*TASK INPUT*:
────────────────────────────────────────

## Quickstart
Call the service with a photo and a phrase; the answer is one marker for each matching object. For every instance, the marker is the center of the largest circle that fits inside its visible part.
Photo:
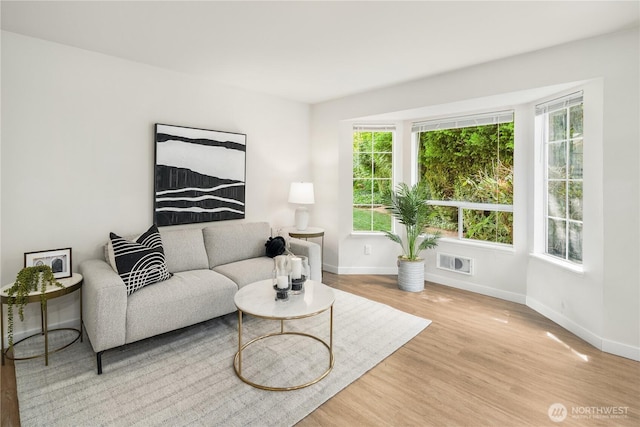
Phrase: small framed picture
(58, 259)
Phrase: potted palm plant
(29, 279)
(409, 207)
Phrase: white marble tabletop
(259, 300)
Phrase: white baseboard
(479, 289)
(608, 346)
(619, 349)
(368, 270)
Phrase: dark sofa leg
(99, 361)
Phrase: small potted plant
(409, 207)
(27, 281)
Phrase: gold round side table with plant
(36, 284)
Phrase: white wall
(78, 151)
(602, 303)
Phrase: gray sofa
(208, 266)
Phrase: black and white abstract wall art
(199, 175)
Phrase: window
(372, 177)
(559, 125)
(468, 164)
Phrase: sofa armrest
(104, 305)
(313, 253)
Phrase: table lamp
(301, 193)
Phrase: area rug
(186, 377)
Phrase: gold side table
(309, 233)
(70, 284)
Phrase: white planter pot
(411, 275)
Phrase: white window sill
(480, 244)
(569, 266)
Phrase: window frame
(542, 111)
(493, 116)
(371, 127)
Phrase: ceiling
(313, 51)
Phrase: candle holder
(297, 285)
(282, 294)
(281, 284)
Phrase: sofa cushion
(248, 270)
(188, 297)
(234, 242)
(139, 263)
(184, 250)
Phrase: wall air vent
(455, 263)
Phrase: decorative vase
(411, 275)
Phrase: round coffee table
(258, 300)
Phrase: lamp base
(302, 218)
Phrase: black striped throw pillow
(142, 262)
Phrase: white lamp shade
(301, 193)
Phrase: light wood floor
(482, 362)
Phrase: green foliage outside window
(472, 164)
(372, 179)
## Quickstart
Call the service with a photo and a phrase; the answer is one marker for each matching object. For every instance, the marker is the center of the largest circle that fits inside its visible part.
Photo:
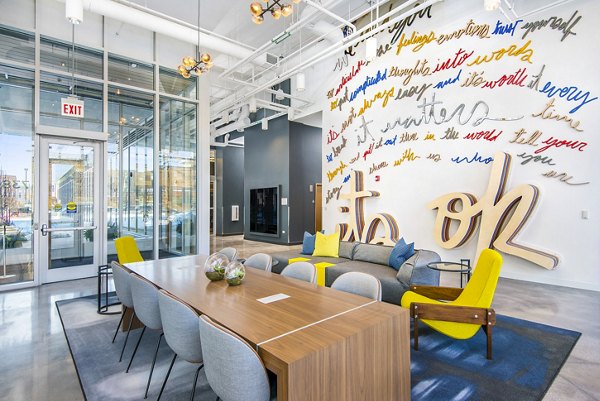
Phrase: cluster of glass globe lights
(218, 267)
(276, 8)
(198, 66)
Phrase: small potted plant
(235, 273)
(215, 265)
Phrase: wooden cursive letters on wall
(502, 216)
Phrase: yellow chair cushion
(460, 331)
(321, 266)
(127, 250)
(327, 245)
(479, 292)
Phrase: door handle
(45, 230)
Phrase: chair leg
(127, 336)
(166, 377)
(119, 325)
(488, 332)
(196, 381)
(416, 334)
(153, 363)
(135, 349)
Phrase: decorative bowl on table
(235, 273)
(215, 266)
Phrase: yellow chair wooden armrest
(464, 311)
(439, 293)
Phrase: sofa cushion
(372, 253)
(346, 249)
(327, 245)
(400, 253)
(391, 289)
(308, 243)
(415, 270)
(283, 258)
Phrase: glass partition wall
(149, 113)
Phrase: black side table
(104, 298)
(463, 268)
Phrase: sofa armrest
(415, 270)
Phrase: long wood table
(321, 343)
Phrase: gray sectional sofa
(373, 259)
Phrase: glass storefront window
(130, 72)
(177, 161)
(16, 45)
(55, 87)
(58, 55)
(16, 175)
(130, 169)
(172, 83)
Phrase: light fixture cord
(73, 60)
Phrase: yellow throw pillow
(327, 245)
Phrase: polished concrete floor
(35, 363)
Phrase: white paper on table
(272, 298)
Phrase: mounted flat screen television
(264, 211)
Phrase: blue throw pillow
(308, 244)
(401, 253)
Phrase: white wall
(120, 38)
(556, 225)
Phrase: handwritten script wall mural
(455, 96)
(502, 216)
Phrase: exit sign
(71, 107)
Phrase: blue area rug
(527, 358)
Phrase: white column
(203, 165)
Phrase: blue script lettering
(503, 29)
(391, 141)
(572, 93)
(473, 159)
(369, 81)
(449, 81)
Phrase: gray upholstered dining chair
(180, 325)
(233, 369)
(359, 283)
(230, 252)
(123, 288)
(302, 271)
(260, 261)
(145, 302)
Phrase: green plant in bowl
(215, 266)
(235, 273)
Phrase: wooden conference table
(323, 344)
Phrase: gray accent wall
(305, 170)
(230, 189)
(266, 164)
(287, 156)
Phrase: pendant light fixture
(277, 8)
(74, 11)
(204, 64)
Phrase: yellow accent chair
(127, 250)
(456, 312)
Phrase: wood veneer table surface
(321, 343)
(237, 307)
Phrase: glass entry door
(70, 198)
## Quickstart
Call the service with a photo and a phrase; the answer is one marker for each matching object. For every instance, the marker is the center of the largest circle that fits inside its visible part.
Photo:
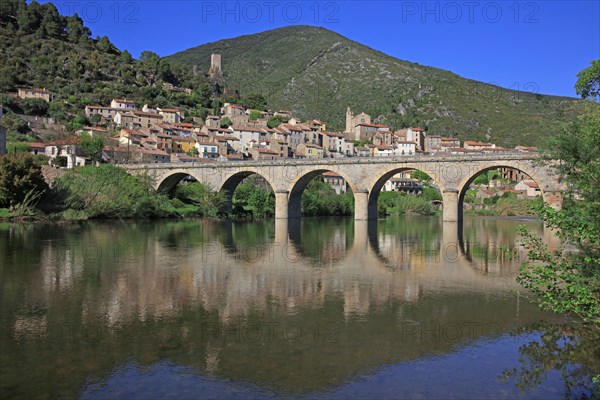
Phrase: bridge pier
(361, 205)
(553, 199)
(281, 204)
(451, 204)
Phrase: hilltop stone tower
(349, 120)
(215, 65)
(352, 121)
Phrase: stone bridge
(364, 175)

────────────────────────────────────────

*WHAT TO DO*:
Set down the lines of the records above exactly, apart from the pictures.

*EXERCISE OUTPUT*:
## Quickstart
Call the service with a photo and a phrase; the answer is one marker for each matching object. For every instance, the marker is the center of the largest circle that fits inside its visible part.
Photo:
Phrase: small framed picture
(58, 259)
Phrase: potted palm plant
(29, 279)
(409, 207)
Phrase: white marble tabletop
(259, 300)
Phrase: white baseboard
(479, 289)
(608, 346)
(619, 349)
(368, 270)
Phrase: dark sofa leg
(99, 361)
Phrase: small potted plant
(409, 207)
(27, 281)
Phrase: gold round side table with plant
(36, 284)
Phrase: white wall
(78, 151)
(602, 303)
Phrase: gray sofa
(208, 266)
Phrase: black and white abstract wall art
(199, 175)
Phrase: window
(372, 177)
(559, 125)
(468, 164)
Phrase: sofa armrest
(104, 305)
(313, 253)
Phrase: table lamp
(301, 193)
Phrase: area rug
(186, 377)
Phrase: gold side table
(309, 233)
(70, 284)
Phrase: white planter pot
(411, 275)
Phrase: white window sill
(480, 244)
(569, 266)
Phrase: window frame
(542, 111)
(493, 116)
(371, 127)
Phrase: ceiling
(313, 51)
Phrase: candle holder
(297, 285)
(282, 294)
(281, 284)
Phrase: sofa cushion
(248, 270)
(188, 297)
(234, 242)
(139, 263)
(184, 250)
Phrase: wall air vent
(455, 263)
Phrase: decorative vase
(411, 275)
Phrase: round coffee table
(258, 300)
Phrase: lamp base
(302, 218)
Phrase: black striped throw pillow
(142, 262)
Phrase: white lamp shade
(301, 193)
Phrase: light wood floor
(482, 362)
Phrase: green foliage outside window
(472, 164)
(372, 179)
## Quickstart
Call the service with a photo and a phrase; the answer is one marker for each matching object. For every instance, the marker is the center of the largest circle that fits inside its visible part.
Photo:
Phrase: cluster of glass globe lights
(218, 267)
(276, 8)
(198, 66)
Phrase: small potted plant
(235, 273)
(215, 265)
Phrase: wooden cursive letters on wall
(502, 216)
Phrase: yellow chair cushion
(460, 331)
(321, 266)
(127, 250)
(327, 245)
(479, 292)
Phrase: door handle
(45, 230)
Phrase: chair leg
(127, 336)
(166, 377)
(119, 325)
(488, 332)
(196, 381)
(416, 334)
(153, 363)
(135, 349)
Phrase: decorative bowl on table
(235, 273)
(215, 266)
Phrase: yellow chair wooden armrest
(464, 311)
(439, 293)
Phrase: sofa cushion
(372, 253)
(346, 249)
(327, 245)
(400, 253)
(391, 289)
(308, 243)
(415, 270)
(283, 258)
Phrase: glass partition wall
(149, 113)
Phrase: black side table
(104, 298)
(463, 268)
Phrase: sofa armrest
(415, 270)
Phrase: long wood table
(321, 343)
Phrase: gray sectional sofa
(373, 259)
Phrase: glass storefront window
(130, 72)
(177, 161)
(16, 45)
(55, 87)
(58, 55)
(16, 175)
(130, 169)
(172, 83)
Phrase: light fixture cord
(73, 60)
Phrase: yellow throw pillow
(327, 245)
Phrase: polished concrete floor
(35, 363)
Phrase: white paper on table
(272, 298)
Phrase: mounted flat screen television
(264, 211)
Phrase: blue throw pillow
(308, 244)
(401, 253)
Phrase: white wall
(120, 38)
(556, 225)
Phrase: handwritten script wall mural
(455, 96)
(502, 216)
Phrase: exit sign
(71, 107)
Phrase: blue area rug
(527, 358)
Phrase: white column
(203, 165)
Phrase: blue script lettering
(503, 29)
(391, 141)
(572, 93)
(473, 159)
(369, 81)
(449, 81)
Phrase: gray upholstered dining chair
(180, 325)
(233, 369)
(359, 283)
(230, 252)
(123, 288)
(302, 271)
(260, 261)
(145, 302)
Phrase: green plant in bowl
(215, 266)
(235, 273)
Phrase: wooden conference table
(323, 344)
Phrase: gray accent wall
(305, 170)
(230, 189)
(266, 164)
(287, 156)
Phrase: pendant light fixture
(277, 8)
(74, 11)
(204, 64)
Phrase: yellow accent chair
(127, 250)
(456, 312)
Phrase: wood veneer table surface
(321, 343)
(237, 307)
Phrase: glass entry door
(70, 198)
## Quickstart
Call the service with a photo and a phrase; the answer is one marker for each matching object. For every instance, the marker is the center of the largest circle that fits inside its visible part.
Photo:
Phrase: bridge pier
(361, 205)
(553, 199)
(281, 204)
(451, 204)
Phrase: hilltop stone tower
(349, 120)
(215, 65)
(352, 121)
Phrase: stone bridge
(364, 175)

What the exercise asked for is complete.